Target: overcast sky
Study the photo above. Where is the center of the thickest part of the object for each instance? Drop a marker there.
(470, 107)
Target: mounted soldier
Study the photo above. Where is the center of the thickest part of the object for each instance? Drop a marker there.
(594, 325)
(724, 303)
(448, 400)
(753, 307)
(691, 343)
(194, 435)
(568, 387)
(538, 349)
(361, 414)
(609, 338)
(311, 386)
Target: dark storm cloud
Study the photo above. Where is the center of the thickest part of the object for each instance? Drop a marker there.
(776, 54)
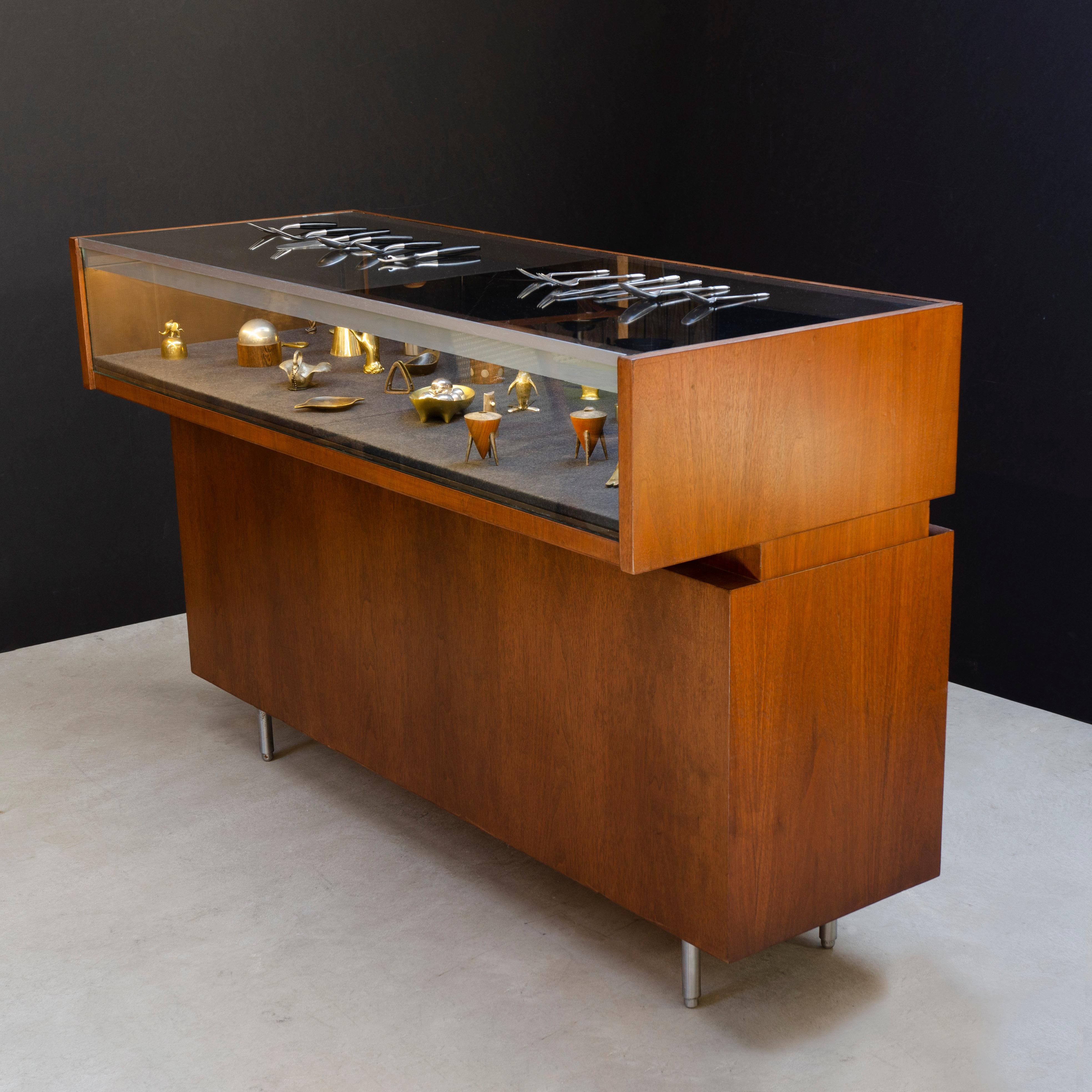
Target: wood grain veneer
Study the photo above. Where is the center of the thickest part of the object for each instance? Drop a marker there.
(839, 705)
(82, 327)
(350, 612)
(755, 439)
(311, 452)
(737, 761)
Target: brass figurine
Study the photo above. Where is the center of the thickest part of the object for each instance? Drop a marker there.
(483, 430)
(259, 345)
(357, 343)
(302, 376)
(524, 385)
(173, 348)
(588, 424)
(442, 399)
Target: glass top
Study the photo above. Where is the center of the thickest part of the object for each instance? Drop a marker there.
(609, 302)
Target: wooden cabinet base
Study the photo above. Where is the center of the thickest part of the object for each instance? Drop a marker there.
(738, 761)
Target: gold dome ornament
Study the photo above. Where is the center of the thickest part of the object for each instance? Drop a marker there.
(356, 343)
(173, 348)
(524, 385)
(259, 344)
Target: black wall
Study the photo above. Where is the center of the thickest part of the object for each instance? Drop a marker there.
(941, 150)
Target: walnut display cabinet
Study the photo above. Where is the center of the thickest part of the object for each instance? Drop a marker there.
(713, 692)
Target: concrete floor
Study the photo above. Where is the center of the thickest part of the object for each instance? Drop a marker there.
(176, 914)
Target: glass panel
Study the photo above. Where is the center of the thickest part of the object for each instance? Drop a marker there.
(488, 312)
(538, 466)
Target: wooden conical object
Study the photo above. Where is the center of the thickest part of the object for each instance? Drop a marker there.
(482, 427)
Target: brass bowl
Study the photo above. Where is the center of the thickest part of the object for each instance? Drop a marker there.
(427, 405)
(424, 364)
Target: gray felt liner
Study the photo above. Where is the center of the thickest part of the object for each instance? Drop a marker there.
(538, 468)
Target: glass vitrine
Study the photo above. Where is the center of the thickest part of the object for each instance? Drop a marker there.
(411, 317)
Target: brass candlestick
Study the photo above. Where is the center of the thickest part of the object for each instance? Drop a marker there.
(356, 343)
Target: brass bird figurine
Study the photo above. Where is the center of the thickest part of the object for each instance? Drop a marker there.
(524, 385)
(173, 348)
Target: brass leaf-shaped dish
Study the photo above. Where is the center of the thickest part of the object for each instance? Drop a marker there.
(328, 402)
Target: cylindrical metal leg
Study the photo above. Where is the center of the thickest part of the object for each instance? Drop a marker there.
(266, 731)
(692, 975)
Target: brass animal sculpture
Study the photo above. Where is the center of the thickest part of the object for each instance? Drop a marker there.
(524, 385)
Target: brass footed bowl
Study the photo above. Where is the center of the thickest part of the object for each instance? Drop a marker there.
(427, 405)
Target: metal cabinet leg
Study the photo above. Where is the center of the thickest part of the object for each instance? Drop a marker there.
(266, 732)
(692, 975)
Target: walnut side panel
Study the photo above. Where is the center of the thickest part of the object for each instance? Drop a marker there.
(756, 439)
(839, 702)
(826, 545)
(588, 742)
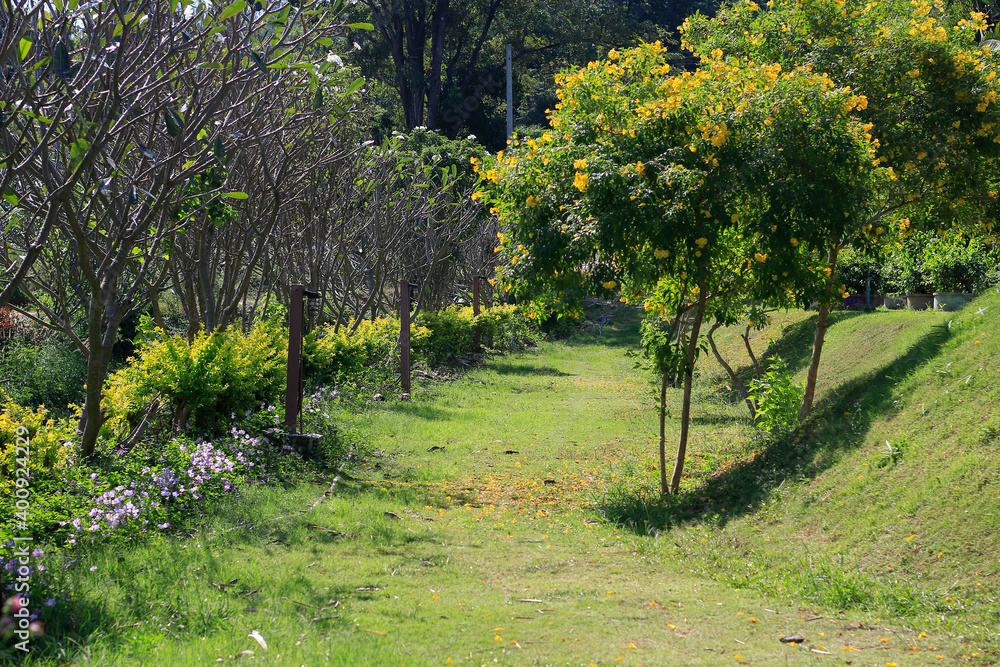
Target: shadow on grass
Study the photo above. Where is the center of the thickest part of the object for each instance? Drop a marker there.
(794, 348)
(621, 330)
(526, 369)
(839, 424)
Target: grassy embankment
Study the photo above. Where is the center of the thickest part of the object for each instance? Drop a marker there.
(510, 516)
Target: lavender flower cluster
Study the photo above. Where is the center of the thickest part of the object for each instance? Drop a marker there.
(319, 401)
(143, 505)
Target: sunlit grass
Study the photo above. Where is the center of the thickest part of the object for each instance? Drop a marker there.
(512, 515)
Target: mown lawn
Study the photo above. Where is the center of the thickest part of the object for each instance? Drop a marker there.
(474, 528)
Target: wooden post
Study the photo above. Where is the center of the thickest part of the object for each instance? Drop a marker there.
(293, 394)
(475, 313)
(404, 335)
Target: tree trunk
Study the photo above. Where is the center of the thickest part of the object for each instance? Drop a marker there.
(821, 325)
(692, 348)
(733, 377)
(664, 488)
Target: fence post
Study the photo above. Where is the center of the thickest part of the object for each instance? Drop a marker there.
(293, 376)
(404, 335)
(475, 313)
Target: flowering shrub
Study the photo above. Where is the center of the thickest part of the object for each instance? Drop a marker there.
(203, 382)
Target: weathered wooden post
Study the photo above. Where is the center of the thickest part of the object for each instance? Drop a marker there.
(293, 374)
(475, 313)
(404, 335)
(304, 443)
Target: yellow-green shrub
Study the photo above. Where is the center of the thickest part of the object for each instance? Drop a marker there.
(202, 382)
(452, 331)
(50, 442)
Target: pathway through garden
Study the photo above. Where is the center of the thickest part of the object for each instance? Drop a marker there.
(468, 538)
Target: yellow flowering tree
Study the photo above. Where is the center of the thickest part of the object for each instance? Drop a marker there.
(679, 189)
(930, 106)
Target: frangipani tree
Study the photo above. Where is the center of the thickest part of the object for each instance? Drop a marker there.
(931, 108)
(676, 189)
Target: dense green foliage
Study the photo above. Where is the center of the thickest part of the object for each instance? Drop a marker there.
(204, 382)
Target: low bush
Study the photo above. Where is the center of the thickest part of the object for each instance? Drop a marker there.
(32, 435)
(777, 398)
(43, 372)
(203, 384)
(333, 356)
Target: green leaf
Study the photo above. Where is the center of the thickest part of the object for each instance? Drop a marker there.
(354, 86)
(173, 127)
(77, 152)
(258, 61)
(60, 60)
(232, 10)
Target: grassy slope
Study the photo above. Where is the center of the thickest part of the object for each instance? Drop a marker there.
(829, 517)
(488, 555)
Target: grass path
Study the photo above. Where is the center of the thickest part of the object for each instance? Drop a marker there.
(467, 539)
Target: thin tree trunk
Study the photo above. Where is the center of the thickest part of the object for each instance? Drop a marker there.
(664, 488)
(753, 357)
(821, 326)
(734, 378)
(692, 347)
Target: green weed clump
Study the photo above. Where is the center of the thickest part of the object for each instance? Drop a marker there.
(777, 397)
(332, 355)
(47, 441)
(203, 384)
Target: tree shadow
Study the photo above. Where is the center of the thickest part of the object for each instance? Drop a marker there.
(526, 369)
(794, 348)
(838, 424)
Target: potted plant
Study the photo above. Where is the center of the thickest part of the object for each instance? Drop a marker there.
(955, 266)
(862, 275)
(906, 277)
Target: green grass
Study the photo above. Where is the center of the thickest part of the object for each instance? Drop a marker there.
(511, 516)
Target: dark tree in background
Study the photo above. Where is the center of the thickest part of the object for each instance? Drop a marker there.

[Exercise objective] Repeat exactly, and only, the lines from the line containing "Target: frangipani tree" through the last line of the records above, both included.

[Solved problem]
Target: frangipani tree
Study the photo above. Where is the center of the thickest part of the object for each instance? Drop a marker there.
(931, 108)
(676, 189)
Target: dense green foliage
Study the photo above. Where is the center of the thickest part of the object for each instance? Drop a marker there.
(204, 382)
Target: low bush
Study the photo above. Where is the center of the thickest part of the object for each instance? Drop a marker there.
(32, 435)
(777, 398)
(43, 372)
(203, 384)
(333, 356)
Target: green leaf
Study the photo above. Where is the center of the thickest part of the object for each instance? Drop a marker there.
(354, 86)
(173, 127)
(77, 152)
(258, 61)
(60, 60)
(232, 10)
Target: grassy slope
Study the photo above. Where is the center of the thickest part of the object for each instance? Drop a marker there.
(829, 517)
(488, 555)
Target: grass path
Study the photo above. Where is the center of the thickest part of the object for each instance? Drop a marker there.
(467, 539)
Target: thin tree trunk
Study the photo above. Where is the center of the thickest part of the object for each instance? Drop a marker there.
(664, 488)
(753, 357)
(821, 326)
(734, 378)
(692, 347)
Target: green weed clump
Study the photo above. Where is the center of the thickest part of the object for each instance? Drop a marker there.
(777, 397)
(332, 355)
(47, 441)
(203, 384)
Target: tree shadow
Study the photo above. Where is the center of the thickest part of the object for each instance? Drop a marker there.
(526, 369)
(794, 348)
(838, 424)
Target: potted plant
Study the photo above. Where is the center of the thickest part of the object for each instance? Drop a marker there.
(955, 266)
(862, 275)
(906, 277)
Target: green grass
Study the photo above. Where is the center of the thickest part of the object for each instance? Drop a marker there.
(511, 516)
Target: dark tree in background
Study the photo above. Where is the center of the thickest part of the object for each instance? Drop a marker there.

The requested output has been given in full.